_Отрывок_:
Был еще у матери брат Александр, моложе ее на несколько лет. Работал в колхозе имени Карла Маркса, так и не женился. Был мужик покладистый, смирный. Брал меня летом на сенокос на несколько дней на заречные луга. Ловил я там рыбу, рисовал, комаров кормил, помогал варить обеды на костре. Заболел тогда, помню, малярией, лежал у них. На улице жара, а я лежу укрытый в несколько шуб и дрожу. Наглотался тогда хины и акрихина на всю жизнь».

Е.Х.:

Отец, речка, луга, этюды. Эти понятия были для меня с детства неразделимы. Отец не ленился возиться с детьми, да не  только со своими. Соберет своих девок, то есть нас, да еще и наших подружек – и на реку, за город, на этюды. Сверкает, плещет вода. Плывут бесшумные тяжелые облака. А зелень, оказывается, такая разная! Луг желтовато-зеленый, скошен уже. Черемуха на лугах сочного, насыщенного цвета. Ивы блестят-серебрятся, вдали лес стеной, ели чернеют. А дальше, к горизонту, синева.

И вдруг все это уже у отца на этюднике! А мы и не заметили! Бегали, лазили в зарослях ивняка, болтались в воде, а отец уже и костер запалил, и сварил снам что-то поесть в котелке. И сделать пару быстрых, легких акварельных этюдов. Мы подросли, отец стал давать нам в руки блокнот с карандашом: на, рисуй! И мы учились видеть мир.

Какую тьму этюдов он раздарил!  Идут с матерью в гости куда-нибудь, приглашены на день рождения. Подарка нет, - нет денег. Он берет этюд, в рамку его, - и готово. Жаль, не вернешь.

Однажды мы с ним поехали на речку вдвоем, с ночевкой в Белый Бор. Он хотел попасть на вечерний клев, покидать спиннинг. Просились и младшие девчонки, но мама не пустила: ночью холодно. Сначала, как обычно, костер, этюды. Потом отец устроил мне ночевку: раскидал костер, забросал кострище холодным чистым песком, - я спала, как на печке! А он всю ночь бродил по берегу, закидывал спиннинг.

_Записи_:
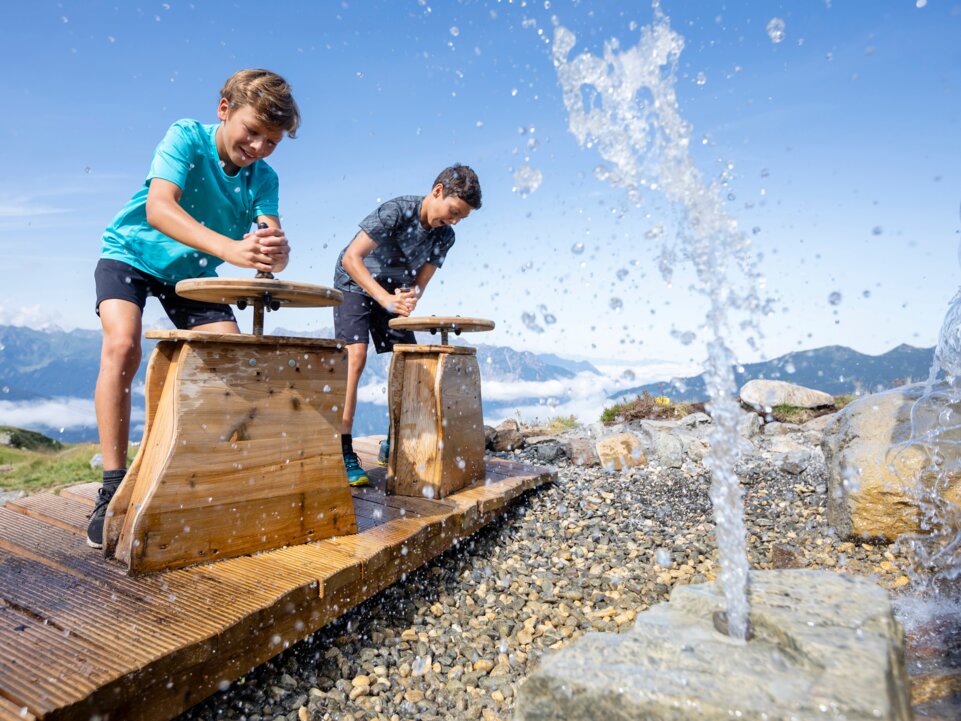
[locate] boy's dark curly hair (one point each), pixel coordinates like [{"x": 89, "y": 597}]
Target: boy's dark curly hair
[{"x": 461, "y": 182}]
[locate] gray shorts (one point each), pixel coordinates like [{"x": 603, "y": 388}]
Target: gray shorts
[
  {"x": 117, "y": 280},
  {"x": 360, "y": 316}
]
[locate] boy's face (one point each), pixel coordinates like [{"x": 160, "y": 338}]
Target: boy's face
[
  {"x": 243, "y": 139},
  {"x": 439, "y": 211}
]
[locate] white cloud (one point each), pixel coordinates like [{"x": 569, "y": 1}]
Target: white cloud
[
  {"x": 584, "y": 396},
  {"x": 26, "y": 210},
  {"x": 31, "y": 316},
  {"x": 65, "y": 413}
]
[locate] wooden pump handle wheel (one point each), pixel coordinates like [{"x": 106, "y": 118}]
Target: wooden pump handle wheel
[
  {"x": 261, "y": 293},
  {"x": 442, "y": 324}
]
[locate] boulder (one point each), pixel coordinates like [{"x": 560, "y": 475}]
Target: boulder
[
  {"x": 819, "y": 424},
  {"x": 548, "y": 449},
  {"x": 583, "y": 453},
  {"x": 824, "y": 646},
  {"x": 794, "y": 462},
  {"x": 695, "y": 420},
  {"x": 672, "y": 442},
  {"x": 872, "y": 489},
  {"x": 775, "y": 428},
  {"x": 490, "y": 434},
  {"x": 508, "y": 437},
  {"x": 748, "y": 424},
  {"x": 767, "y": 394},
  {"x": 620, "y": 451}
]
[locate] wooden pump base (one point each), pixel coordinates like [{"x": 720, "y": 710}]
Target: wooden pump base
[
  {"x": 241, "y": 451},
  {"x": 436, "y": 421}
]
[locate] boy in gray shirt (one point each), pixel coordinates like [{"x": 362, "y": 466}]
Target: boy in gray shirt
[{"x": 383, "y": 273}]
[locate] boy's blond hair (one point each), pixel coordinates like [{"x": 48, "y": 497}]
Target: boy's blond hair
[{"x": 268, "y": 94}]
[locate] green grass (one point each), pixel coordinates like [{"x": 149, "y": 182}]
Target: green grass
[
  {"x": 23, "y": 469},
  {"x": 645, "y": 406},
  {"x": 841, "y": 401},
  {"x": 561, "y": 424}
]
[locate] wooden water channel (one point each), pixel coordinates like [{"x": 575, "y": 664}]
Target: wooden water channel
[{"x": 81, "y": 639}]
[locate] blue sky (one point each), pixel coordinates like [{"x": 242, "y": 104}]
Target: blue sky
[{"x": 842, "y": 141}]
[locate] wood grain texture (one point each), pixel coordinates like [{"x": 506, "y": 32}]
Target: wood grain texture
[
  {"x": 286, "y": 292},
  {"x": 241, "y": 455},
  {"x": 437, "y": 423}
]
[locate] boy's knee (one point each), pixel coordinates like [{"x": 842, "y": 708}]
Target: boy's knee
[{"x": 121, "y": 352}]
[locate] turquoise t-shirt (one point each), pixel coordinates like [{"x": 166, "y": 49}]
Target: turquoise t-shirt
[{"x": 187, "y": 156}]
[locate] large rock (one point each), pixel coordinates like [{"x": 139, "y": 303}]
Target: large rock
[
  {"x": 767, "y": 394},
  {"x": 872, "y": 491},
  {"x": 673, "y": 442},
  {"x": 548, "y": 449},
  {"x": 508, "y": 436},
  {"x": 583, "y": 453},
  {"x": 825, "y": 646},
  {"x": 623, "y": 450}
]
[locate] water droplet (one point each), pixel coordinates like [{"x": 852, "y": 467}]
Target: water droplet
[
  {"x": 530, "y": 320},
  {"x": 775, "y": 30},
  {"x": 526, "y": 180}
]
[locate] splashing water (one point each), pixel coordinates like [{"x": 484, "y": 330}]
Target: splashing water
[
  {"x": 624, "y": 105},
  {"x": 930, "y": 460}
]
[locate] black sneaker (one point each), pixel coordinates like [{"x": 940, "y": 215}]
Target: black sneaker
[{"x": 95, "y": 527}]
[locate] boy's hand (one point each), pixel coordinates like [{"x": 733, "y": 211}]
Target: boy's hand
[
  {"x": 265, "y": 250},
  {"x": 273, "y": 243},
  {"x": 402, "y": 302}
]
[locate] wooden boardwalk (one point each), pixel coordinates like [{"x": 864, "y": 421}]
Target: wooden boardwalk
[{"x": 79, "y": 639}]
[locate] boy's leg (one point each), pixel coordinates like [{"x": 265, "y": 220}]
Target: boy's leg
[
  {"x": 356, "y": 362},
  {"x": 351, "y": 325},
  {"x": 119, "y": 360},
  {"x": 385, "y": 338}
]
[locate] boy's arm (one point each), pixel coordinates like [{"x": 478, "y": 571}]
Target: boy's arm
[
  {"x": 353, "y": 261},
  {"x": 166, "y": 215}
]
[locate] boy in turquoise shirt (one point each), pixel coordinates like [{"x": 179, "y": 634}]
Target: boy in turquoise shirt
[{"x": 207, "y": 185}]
---
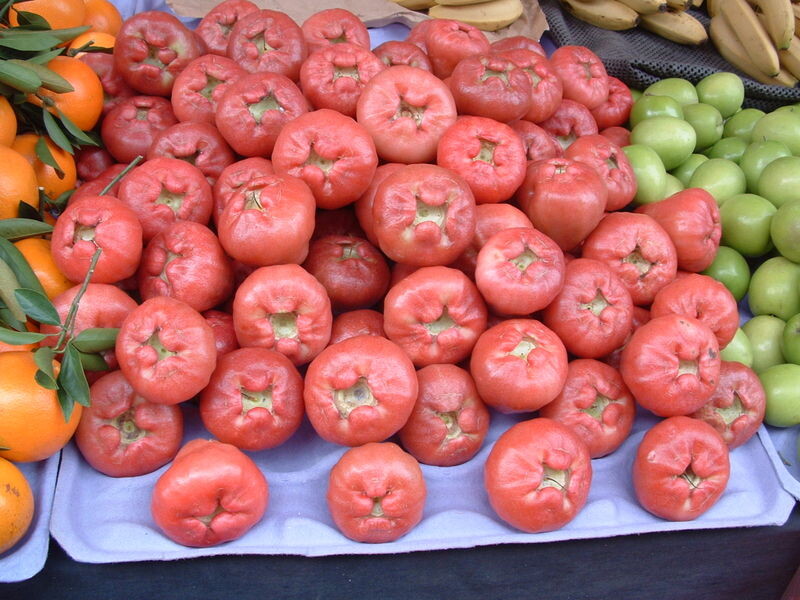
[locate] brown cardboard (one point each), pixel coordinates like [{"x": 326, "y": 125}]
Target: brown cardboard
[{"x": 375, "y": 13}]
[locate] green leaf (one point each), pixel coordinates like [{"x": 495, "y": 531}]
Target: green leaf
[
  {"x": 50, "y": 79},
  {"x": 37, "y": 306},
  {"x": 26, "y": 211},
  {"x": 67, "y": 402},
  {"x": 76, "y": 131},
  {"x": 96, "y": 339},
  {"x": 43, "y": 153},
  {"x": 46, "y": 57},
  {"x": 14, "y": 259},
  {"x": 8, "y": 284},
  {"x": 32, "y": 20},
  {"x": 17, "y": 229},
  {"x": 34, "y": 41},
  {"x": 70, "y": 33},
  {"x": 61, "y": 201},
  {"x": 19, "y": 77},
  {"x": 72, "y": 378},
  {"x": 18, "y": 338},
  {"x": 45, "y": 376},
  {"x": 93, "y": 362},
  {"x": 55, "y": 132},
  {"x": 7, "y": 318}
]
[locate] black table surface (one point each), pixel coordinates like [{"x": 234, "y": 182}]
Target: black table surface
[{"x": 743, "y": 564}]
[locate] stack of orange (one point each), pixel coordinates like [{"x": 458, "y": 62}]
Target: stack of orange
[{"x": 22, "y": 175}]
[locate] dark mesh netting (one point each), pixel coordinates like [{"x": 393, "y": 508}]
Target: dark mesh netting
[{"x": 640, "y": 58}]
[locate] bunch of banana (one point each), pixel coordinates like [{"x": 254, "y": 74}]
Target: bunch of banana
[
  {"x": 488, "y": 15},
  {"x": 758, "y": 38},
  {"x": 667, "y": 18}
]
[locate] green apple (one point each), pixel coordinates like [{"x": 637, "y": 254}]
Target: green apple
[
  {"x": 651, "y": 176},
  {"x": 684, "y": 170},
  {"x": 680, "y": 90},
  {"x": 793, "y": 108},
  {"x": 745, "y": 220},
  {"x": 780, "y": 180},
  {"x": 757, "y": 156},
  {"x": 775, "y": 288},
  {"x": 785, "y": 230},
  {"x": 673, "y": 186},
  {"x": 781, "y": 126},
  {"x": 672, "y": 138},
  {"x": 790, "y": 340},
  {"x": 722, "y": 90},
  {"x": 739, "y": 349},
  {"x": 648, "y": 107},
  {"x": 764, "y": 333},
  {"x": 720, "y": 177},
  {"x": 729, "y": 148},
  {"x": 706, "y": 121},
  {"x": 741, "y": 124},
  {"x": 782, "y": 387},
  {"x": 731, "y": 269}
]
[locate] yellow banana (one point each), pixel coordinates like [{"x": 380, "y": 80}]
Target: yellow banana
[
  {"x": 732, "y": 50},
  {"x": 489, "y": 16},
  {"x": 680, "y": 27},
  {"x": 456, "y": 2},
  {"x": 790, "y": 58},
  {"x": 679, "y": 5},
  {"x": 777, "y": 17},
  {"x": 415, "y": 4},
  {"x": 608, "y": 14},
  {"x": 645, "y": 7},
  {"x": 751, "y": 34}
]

_Задания_:
a) Перепишите отрывок об отце от «И вдруг все» до «учились видеть мир.» включительно, поменяв «котелке» на «кастрюльке».
b) Посчитайте, в скольких строках записей встречается «shirt» с учетом регистра, и напишите только число.
Отрывок и записи никак не связаны между собой.

_Ответы_:
a)
И вдруг все это уже у отца на этюднике! А мы и не заметили! Бегали, лазили в зарослях ивняка, болтались в воде, а отец уже и костер запалил, и сварил снам что-то поесть в кастрюльке. И сделать пару быстрых, легких акварельных этюдов. Мы подросли, отец стал давать нам в руки блокнот с карандашом: на, рисуй! И мы учились видеть мир.

b) 6